## Task details
Check each line below for the word "wall" and give the number of lines that have it, nothing more.
======== Excerpted records ========
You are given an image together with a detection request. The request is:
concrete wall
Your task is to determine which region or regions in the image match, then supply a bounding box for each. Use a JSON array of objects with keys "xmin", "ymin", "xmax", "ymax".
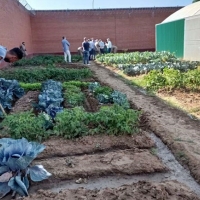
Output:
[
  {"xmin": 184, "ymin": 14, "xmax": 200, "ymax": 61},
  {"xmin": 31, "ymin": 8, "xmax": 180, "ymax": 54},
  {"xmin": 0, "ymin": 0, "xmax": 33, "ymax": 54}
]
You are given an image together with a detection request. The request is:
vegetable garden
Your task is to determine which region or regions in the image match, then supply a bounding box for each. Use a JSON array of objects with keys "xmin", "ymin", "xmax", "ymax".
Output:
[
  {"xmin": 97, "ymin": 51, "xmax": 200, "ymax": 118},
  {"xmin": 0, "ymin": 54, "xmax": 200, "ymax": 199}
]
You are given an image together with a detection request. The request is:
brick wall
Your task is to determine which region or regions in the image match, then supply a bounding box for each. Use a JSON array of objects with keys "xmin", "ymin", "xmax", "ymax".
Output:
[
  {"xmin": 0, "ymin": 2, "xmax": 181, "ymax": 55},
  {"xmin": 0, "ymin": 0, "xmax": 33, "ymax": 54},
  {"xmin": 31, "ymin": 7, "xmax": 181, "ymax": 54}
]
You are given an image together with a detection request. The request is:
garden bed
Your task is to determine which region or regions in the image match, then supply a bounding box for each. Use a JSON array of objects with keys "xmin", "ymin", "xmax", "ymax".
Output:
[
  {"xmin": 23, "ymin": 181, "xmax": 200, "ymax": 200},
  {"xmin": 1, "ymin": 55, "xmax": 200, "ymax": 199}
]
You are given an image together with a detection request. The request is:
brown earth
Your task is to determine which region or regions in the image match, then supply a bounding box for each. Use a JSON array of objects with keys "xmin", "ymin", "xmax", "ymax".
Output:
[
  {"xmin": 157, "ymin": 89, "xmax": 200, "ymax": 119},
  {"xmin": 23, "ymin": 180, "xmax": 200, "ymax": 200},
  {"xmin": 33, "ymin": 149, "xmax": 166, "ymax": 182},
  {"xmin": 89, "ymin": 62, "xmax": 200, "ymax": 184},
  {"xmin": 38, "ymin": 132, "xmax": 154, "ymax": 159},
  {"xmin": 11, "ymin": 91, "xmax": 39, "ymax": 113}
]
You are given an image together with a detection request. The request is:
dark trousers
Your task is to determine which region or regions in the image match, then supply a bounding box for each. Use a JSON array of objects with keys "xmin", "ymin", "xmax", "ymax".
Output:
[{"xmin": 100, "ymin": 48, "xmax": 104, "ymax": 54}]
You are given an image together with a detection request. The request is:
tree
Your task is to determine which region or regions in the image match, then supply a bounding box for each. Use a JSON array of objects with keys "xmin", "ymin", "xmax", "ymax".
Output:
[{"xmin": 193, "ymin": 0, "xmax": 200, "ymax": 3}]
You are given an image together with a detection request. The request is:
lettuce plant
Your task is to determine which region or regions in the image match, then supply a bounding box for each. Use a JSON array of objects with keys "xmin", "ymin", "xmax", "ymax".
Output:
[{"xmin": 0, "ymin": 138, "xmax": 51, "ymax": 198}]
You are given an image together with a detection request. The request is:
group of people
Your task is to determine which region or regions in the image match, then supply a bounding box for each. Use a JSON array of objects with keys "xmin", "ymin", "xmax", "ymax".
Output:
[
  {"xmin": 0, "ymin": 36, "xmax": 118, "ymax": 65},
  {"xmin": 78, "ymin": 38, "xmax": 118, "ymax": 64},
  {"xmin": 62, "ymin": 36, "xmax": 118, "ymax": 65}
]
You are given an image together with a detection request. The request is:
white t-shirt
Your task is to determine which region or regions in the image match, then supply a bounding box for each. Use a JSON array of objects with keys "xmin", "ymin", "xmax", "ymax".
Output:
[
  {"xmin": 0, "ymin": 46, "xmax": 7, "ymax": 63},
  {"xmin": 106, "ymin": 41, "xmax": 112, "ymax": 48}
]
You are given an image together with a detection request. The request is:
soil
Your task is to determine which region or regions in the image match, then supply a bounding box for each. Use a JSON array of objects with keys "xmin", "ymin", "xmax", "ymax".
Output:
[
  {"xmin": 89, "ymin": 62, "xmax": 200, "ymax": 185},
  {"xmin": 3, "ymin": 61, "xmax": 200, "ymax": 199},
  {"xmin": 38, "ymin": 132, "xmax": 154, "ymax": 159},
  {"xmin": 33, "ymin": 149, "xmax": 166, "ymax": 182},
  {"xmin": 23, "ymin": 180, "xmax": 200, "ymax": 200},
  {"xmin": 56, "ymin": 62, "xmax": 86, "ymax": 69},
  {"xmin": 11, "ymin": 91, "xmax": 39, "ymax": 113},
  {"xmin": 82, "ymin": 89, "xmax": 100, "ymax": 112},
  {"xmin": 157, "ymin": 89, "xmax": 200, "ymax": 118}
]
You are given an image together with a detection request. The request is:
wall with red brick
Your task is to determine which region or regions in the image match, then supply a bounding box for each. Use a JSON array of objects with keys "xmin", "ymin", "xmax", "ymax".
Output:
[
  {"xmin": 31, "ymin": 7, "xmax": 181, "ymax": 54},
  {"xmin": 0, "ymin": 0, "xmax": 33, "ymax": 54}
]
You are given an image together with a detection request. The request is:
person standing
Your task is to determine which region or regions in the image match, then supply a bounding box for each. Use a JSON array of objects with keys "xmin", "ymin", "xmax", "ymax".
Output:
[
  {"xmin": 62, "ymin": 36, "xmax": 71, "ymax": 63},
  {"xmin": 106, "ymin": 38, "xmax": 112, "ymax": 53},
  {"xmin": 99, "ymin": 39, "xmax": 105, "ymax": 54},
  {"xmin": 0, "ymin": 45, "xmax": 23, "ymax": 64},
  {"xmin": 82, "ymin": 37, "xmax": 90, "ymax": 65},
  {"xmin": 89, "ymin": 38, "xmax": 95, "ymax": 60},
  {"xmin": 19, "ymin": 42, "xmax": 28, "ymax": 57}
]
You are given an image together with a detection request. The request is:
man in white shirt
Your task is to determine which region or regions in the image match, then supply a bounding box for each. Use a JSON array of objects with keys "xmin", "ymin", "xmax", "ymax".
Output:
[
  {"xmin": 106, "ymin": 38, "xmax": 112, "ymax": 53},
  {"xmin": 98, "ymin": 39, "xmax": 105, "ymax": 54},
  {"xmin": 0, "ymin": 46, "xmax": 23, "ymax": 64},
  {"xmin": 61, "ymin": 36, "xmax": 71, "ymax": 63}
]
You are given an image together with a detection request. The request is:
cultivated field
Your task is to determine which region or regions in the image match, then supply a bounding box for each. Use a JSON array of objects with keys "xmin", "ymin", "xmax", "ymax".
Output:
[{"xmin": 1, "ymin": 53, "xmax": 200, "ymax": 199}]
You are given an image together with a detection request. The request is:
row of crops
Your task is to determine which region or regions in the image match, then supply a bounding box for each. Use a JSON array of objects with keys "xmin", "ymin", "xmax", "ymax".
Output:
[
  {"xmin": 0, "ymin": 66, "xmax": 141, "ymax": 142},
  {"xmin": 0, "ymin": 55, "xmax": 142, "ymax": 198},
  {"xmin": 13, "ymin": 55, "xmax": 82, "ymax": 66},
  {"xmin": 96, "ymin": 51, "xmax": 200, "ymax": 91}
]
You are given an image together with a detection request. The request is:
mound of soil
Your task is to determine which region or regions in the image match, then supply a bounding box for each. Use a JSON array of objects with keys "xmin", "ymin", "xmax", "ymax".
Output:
========
======== Excerpted records ========
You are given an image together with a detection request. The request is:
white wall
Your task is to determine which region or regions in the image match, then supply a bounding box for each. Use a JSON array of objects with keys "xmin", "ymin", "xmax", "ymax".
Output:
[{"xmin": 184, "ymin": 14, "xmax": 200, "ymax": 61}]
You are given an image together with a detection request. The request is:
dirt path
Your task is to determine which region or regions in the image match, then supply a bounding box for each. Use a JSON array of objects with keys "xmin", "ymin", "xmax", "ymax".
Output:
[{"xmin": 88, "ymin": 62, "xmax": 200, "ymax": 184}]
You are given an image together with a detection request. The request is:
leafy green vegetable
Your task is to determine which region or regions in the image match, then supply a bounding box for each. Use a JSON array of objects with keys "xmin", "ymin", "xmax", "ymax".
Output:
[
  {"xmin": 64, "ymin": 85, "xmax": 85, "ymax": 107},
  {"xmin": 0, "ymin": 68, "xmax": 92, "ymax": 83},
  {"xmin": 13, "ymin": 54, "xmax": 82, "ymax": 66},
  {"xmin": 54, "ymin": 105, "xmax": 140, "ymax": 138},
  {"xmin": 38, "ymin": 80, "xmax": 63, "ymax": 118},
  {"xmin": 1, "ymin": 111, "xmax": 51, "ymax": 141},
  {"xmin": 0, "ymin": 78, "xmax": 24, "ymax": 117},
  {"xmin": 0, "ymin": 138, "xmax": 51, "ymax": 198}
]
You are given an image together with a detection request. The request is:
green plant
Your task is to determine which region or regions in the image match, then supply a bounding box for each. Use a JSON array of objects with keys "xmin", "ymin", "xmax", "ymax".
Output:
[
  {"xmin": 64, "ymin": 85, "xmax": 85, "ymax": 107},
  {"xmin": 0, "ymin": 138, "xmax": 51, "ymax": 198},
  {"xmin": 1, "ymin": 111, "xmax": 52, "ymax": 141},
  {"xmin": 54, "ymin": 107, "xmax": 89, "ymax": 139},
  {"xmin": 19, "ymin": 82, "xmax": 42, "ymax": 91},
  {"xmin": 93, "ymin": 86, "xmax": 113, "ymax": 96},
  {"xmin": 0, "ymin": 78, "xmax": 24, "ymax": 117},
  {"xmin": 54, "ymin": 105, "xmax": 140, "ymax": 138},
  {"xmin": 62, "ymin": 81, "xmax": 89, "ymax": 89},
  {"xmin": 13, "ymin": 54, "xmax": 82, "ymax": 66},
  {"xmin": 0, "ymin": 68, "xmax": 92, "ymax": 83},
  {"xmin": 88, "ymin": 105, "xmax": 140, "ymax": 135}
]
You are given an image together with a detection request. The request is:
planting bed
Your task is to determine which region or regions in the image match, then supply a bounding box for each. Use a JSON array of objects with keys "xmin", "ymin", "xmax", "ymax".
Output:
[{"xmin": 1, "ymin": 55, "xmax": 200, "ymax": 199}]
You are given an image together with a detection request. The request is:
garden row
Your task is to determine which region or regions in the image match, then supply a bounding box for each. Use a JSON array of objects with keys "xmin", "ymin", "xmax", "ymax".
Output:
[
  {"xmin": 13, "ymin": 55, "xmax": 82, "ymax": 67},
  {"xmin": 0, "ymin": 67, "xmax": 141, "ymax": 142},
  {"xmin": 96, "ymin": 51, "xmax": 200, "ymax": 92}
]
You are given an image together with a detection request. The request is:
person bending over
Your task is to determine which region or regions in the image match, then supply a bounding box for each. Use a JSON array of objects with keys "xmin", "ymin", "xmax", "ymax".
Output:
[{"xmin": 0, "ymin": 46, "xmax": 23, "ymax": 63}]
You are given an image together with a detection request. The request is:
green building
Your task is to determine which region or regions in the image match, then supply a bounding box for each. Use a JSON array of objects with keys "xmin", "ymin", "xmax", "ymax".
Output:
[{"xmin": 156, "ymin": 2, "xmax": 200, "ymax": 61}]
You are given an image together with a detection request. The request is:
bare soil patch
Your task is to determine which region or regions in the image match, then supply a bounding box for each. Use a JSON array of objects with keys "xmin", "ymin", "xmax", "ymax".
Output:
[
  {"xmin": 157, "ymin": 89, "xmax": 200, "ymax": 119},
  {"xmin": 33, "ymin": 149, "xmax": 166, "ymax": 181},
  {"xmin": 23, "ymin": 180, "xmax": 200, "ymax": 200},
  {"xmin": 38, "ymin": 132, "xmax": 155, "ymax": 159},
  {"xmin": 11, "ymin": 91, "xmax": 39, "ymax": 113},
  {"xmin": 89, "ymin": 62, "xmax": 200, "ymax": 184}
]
========
## Solution to the problem
4